Rotem, in an analogous art, teaches the above limitation. Rotem relates to “graph lowering compiler techniques for neural networks” (title), and is therefore in the same field of endeavor as the claimed invention, namely machine learning. Rotem generally pertains to 
“a machine learning compiler for heterogeneous hardware,” known as “Glow” (see abstract, first sentence).
	In particular, Rotem teaches “compiling code to implement” a runtime engine [Abstract: “This paper presents the design of Glow, a machine learning compiler for heterogeneous hardware.” § 2.1: “Glow is designed to consume a neural network compute graph, optimize it, and code generate for it for a diverse set of backends in a more scalable way.” § 5, paragraph 1: “The Glow CPU backend compiles the low-level intermediate representation into an optimized stream of instructions.” That is, the compiler compiles the model (see § 6, paragraph 1) so that it can be executed. Since a model may include a runtime engine (note that Hostetler already teaches that a “model” may include the throttling controller which corresponds to the “runtime engine”), Rotem addresses the context of compiling code to implement a runtime engine.]
	It would have been obvious to one of ordinary skill in the art before the effective filing date of the claimed invention to have combined the teachings of Hostetler with the teachings of Rotem by modifying Hostetler to include the operation of compiling code to implement the runtime engine of Hostetler. The motivation would have been to utilize a compiler to execute code more efficiently, as suggested by Rotem, § 1, paragraph 2: “machine learning frameworks have started to hand over the graph to compilers that execute code more efficiently.”

━━━━━━━━━━━━━━━━━━━━

### REQUIREMENTS
In the reading text about Rotem and Hostetler, list every place in Rotem cited with the § sign, in the order they appear.

Location identification items
━━━━━━━━━━━━━━━━━━━━

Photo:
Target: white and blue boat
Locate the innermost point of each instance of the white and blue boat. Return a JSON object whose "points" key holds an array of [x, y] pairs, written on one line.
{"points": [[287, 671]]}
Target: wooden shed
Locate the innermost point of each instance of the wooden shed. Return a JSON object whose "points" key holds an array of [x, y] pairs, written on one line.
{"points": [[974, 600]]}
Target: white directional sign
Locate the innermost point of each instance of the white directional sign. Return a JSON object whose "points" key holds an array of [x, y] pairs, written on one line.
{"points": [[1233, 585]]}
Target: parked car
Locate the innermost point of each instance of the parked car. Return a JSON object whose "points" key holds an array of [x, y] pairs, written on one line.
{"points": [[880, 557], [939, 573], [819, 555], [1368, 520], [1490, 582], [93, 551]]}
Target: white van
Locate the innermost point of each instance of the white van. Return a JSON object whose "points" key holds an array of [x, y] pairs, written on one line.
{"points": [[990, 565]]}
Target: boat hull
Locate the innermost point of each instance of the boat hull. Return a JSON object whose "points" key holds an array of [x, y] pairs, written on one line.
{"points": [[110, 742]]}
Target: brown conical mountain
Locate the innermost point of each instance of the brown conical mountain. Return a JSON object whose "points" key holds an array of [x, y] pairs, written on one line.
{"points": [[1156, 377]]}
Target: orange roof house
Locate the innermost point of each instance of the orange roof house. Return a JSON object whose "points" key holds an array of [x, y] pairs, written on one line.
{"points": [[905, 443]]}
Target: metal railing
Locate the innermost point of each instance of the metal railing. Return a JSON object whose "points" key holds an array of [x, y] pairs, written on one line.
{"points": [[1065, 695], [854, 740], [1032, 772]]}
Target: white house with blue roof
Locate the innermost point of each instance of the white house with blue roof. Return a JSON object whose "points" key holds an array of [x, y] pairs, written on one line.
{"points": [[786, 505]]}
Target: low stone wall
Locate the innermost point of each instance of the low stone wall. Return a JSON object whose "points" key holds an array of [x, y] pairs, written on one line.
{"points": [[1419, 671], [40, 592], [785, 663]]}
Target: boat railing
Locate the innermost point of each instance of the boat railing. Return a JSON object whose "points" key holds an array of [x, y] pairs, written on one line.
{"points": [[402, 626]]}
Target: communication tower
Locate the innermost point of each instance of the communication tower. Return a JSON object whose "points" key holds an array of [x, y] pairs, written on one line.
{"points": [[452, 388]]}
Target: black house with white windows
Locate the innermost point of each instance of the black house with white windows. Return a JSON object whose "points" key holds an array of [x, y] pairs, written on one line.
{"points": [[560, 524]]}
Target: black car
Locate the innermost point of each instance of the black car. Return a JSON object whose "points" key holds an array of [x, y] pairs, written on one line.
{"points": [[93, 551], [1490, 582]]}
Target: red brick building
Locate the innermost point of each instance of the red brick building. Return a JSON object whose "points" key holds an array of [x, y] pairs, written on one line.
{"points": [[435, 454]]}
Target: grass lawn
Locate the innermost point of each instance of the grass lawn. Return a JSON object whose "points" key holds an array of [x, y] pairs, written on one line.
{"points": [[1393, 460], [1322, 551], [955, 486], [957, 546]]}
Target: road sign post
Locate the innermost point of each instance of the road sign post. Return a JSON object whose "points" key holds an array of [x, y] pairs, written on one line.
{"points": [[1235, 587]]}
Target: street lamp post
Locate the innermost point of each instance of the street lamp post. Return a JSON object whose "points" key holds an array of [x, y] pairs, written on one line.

━━━━━━━━━━━━━━━━━━━━

### COMPLETE ANSWER
- § 2.1
- § 5, paragraph 1
- § 6, paragraph 1
- § 1, paragraph 2